§ Task goal: Return each line of the data below that contains the string "post".

§ Dataset rows:

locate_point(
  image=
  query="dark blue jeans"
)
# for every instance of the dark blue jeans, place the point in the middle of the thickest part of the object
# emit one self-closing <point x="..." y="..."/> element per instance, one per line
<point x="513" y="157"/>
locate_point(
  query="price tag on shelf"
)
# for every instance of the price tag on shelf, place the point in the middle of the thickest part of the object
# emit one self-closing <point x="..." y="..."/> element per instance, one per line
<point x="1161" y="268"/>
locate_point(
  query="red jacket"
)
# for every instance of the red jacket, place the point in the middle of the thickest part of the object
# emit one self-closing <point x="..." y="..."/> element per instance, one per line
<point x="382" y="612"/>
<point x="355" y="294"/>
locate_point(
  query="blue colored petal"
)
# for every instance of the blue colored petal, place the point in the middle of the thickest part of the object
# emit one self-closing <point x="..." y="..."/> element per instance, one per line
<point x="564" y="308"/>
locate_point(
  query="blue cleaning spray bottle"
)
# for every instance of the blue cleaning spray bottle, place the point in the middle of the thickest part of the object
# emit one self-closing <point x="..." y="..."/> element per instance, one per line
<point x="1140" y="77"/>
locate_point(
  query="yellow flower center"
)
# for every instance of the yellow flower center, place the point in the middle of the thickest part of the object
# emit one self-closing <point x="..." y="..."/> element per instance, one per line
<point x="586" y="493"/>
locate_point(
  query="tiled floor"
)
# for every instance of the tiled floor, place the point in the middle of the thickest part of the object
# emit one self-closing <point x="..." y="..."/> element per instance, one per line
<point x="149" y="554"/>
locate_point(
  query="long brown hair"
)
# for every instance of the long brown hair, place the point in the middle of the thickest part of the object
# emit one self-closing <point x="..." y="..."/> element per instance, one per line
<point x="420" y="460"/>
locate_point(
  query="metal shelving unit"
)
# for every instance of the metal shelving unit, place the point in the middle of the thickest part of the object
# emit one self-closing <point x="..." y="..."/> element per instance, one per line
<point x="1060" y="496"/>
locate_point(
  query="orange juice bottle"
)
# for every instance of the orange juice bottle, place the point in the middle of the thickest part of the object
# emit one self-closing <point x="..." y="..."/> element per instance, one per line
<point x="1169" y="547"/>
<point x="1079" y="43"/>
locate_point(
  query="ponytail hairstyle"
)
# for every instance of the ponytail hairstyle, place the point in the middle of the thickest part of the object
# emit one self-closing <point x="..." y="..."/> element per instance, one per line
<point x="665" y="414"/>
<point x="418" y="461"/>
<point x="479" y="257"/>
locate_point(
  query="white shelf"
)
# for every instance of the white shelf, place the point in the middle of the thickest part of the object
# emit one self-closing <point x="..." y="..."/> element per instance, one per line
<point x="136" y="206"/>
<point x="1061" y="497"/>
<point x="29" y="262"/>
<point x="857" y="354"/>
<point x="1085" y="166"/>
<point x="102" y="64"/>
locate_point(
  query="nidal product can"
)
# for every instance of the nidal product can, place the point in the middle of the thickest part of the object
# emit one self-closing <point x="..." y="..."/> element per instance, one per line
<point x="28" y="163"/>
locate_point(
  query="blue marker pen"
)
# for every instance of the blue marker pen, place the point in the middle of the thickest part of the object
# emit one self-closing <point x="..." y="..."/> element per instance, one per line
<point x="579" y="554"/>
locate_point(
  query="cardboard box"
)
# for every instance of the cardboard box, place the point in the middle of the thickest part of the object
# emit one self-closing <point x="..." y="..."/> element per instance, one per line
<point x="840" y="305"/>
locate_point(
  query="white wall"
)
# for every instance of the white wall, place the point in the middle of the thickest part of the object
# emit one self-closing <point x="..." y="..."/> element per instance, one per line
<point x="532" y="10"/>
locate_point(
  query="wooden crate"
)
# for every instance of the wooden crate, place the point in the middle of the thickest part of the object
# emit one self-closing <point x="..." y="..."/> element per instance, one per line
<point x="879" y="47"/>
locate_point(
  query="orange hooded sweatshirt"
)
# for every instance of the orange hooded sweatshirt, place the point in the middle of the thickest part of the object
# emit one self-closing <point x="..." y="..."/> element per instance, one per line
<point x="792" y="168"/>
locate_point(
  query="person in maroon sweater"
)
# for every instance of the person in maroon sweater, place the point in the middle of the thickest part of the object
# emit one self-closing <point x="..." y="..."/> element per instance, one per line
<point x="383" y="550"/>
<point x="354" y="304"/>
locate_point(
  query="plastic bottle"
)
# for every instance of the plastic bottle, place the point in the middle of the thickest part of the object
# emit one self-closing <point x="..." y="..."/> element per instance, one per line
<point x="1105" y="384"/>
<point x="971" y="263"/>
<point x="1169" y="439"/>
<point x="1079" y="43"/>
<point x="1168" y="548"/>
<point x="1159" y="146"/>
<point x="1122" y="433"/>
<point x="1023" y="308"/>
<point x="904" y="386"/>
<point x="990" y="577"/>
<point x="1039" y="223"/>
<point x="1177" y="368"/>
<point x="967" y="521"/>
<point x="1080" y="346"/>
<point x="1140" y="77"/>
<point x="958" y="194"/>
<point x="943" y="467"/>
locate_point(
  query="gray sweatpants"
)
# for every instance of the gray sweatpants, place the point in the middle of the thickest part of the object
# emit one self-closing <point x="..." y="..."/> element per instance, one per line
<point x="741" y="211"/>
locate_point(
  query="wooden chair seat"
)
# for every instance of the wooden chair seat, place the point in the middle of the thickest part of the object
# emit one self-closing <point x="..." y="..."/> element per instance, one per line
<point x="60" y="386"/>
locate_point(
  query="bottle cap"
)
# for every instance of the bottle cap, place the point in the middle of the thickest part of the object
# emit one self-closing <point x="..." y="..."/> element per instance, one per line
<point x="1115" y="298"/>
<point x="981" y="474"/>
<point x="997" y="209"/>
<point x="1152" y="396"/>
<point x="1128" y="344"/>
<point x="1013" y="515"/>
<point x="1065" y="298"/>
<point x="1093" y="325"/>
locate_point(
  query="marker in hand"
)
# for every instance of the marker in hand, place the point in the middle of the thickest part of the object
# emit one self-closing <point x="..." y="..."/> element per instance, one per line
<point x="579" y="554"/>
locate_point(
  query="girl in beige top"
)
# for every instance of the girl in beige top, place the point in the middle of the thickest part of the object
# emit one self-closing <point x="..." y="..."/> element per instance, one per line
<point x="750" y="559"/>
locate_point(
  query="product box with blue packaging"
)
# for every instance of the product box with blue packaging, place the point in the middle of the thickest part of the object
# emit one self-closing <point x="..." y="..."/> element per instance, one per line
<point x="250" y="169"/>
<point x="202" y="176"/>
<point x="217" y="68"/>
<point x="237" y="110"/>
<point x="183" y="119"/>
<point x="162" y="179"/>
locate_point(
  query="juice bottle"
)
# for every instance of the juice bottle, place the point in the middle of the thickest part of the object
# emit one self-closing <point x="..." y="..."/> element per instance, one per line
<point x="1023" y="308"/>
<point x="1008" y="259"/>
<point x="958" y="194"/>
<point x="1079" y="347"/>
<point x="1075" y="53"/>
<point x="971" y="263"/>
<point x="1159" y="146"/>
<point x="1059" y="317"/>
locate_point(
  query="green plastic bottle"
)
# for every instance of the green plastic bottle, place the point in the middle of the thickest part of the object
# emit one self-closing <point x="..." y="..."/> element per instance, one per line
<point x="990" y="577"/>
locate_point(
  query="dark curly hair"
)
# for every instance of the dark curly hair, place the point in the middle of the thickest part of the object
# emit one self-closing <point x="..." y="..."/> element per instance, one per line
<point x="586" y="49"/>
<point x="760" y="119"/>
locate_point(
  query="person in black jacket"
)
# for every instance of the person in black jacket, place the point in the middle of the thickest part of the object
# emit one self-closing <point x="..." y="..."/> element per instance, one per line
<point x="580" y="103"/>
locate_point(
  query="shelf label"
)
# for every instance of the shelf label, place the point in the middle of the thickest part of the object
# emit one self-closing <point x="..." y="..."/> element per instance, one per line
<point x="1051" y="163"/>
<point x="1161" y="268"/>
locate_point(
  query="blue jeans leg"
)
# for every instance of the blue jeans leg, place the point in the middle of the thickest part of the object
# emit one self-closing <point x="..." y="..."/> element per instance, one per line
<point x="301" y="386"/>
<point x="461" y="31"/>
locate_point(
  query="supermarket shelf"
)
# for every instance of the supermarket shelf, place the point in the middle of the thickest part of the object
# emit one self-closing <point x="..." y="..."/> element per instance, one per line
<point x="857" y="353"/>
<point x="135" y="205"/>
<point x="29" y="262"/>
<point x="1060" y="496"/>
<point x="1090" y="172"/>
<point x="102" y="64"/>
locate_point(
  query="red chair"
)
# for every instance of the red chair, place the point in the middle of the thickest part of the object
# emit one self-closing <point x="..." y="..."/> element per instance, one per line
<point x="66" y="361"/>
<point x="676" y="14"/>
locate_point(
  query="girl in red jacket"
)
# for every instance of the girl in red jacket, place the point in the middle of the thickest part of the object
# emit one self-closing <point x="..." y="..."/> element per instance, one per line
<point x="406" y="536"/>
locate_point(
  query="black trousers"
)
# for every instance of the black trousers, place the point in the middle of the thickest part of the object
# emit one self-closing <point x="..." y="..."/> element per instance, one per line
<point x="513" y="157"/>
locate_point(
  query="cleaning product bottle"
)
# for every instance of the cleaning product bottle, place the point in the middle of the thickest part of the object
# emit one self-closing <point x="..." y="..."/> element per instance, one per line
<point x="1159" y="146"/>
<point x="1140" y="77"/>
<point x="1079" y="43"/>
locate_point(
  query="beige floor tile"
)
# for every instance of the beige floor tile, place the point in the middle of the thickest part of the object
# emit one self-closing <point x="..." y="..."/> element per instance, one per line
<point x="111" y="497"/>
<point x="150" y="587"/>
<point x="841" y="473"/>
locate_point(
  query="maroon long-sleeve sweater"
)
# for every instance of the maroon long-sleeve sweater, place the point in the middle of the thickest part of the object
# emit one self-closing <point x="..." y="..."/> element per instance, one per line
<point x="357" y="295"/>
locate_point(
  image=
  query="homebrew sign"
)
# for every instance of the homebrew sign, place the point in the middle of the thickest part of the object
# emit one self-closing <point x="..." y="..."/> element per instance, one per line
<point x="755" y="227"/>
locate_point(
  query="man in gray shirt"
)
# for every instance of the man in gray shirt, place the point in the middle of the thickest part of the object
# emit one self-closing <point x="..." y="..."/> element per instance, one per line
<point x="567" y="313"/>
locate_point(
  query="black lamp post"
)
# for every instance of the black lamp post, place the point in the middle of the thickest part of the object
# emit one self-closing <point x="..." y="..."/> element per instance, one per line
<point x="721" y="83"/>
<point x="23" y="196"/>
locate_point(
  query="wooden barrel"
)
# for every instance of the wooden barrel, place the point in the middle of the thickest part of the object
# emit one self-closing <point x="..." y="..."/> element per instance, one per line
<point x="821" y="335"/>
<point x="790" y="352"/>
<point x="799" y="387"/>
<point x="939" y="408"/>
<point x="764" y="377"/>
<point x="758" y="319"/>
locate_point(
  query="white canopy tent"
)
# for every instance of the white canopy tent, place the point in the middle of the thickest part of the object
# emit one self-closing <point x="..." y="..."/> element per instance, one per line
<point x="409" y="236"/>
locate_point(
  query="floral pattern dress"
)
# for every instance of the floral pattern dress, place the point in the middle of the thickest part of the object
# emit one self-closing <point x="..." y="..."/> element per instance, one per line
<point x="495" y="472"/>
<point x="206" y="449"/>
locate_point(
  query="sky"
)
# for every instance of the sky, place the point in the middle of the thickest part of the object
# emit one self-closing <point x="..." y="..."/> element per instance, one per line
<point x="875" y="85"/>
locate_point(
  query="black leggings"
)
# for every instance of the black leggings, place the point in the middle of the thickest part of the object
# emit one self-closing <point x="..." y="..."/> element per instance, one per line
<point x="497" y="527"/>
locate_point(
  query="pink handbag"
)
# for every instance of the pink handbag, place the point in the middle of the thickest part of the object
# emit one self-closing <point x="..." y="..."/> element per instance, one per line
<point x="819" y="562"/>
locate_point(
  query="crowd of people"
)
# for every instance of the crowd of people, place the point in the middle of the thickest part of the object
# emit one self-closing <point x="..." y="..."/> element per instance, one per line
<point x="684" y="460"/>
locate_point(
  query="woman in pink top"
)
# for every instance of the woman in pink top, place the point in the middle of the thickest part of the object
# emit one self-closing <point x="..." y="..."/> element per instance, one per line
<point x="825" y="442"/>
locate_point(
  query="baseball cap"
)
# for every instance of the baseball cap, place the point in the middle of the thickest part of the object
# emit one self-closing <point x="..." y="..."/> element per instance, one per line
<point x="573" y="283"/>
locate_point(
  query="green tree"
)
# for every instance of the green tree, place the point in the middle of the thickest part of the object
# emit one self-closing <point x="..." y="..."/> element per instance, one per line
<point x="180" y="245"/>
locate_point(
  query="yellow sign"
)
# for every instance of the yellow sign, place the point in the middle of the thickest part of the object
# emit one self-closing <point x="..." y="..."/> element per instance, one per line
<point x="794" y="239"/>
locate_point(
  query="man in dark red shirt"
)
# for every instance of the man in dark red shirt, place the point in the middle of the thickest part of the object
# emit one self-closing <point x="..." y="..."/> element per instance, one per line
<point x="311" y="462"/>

§ Task answer:
  query="black lamp post"
# for every instance of the black lamp post, place the point in the middle of the thickest part of the object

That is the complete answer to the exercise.